_PASSAGE TO READ:_
-- -- --
Flashers all work. Not a single brake light. So that could very well be the cause of the lack of brake lights. Which does concern me, just not as much as it not starting does.
 












check engine light?

. . . No check eng. light. No flashing "theft". Just no start, and no stop lamps, and the ABS light on. . .

The Check Engine light should illuminate when the ignition is switched from Off to On to show the bulb is good. Please confirm the above.
 






Yes, battery was disconnected for about 3 days. The check engine light does not come on when the key is turned.
 






She informed me that the check engine light has never illuminated when turning the key, that she can remember.
 


















Power to the inertia switch is good. Bypassed switch and still no fuel pump.
 






jump the relay

The fuel pump should run for a couple seconds when the ignition is switched from off to on and when the starter motor is cranking. It's hard for one person to hear it run either time. The PCM controls the fuel pump relay and also monitors the voltage to the inertia fuel shut-off switch.
P0232 Fuel Pump Secondary Circuit High
The above indicates that the PCM is not detecting the correct voltage to the inertia fuel shut-off switch. You posted that you swapped the fuel pump relay and I'm assuming that the vehicle sat for 3 days without running. The fuel pump may have power but not running. Or it may not be getting power due to an electrical problem: loose connector on power side, broken wire on power or ground side, or loose ground.

I suggest that you determine if the fuel pump is running. Put your ear near the fuel tank while your girlfriend turns on the ignition. If the pump doesn't run some members have "tapped" the tank with a rubber mallet (don't dent the tank) and the jolt has started the pump.

CAUTION: If that doesn't work you can remove the fuel pump relay and install a jumper wire between the connector sockets for pins 30 and 87. The pin numbers are marked on the relay. The power to pin 30 socket is always hot when the battery is connected so be careful. Use an insulated solid wire (not stranded) that is about the same size as the receptacle. Look at the thickness of the relay pins for the wire size. When the jumper is inserted the fuel pump should run continuously. If it does, then try and start the engine to determine if there are other problems.
-- -- --
_DATA ENTRIES:_
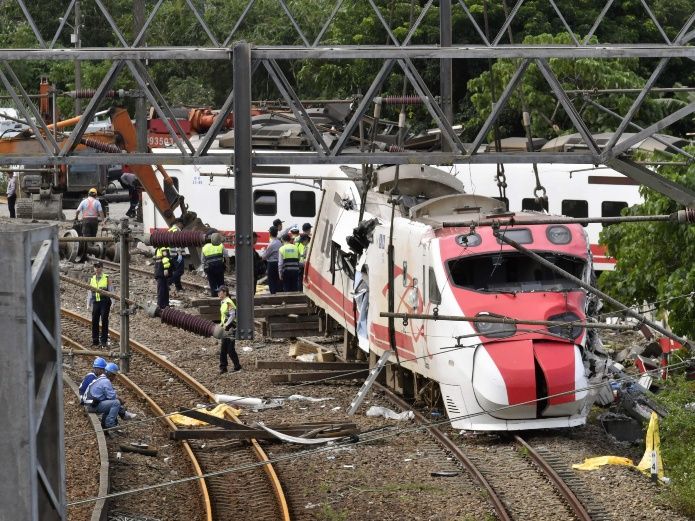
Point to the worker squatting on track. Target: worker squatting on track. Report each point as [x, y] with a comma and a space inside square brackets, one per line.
[11, 193]
[100, 305]
[176, 258]
[91, 213]
[100, 397]
[213, 262]
[228, 322]
[288, 264]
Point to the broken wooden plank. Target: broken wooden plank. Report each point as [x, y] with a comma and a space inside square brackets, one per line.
[319, 375]
[280, 309]
[292, 319]
[212, 420]
[288, 333]
[139, 450]
[311, 366]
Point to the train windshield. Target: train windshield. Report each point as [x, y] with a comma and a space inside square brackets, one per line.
[514, 272]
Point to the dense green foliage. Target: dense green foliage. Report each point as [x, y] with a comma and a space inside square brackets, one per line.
[208, 83]
[677, 432]
[654, 260]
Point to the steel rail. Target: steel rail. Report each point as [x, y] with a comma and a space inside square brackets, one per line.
[204, 391]
[448, 444]
[162, 416]
[569, 496]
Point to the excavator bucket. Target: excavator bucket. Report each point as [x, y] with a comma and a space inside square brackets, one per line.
[44, 205]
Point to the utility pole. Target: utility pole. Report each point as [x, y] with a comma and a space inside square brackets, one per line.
[445, 65]
[78, 66]
[140, 109]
-- -- --
_EXERCISE GOAL:_ Write the next part of the thread about the car that won't start, picking up after its last sentence.

_EXERCISE RESPONSE:_
 






slow typist

OK, I'm a slow typist and my U-Verse internet dropped off again so you're ahead of me.

If you have power to the inertia switch and when it is bypassed then there should be power to the pump. If the "tapping" doesn't work then the ground may be bad. As I recall the power goes from the inertia switch to another connector located on the inner side of the chassis rail in front of the fuel tank. The power goes from that connector to another connector in the vicinity of the fuel tank which is not accessible except by dropping the tank some. Ground returns thru the same two connectors and is grounded to the chassis under the front driver side kick panel. That is a major ground for multiple things and could explain why multiple things aren't working. Did you have the kick panel removed when replacing the heater core?
 






Yes, I did have that ground off that is located below the kick panel on the passenger side. I did also double check that it was re-attached. Actually used that ground bolt when checking for power to the inertia switch.
 






I know this could be a faulty fuel pump or connection near the tank, but it just seems odd for a vehicle that was running and driving fine prior to this core replacement.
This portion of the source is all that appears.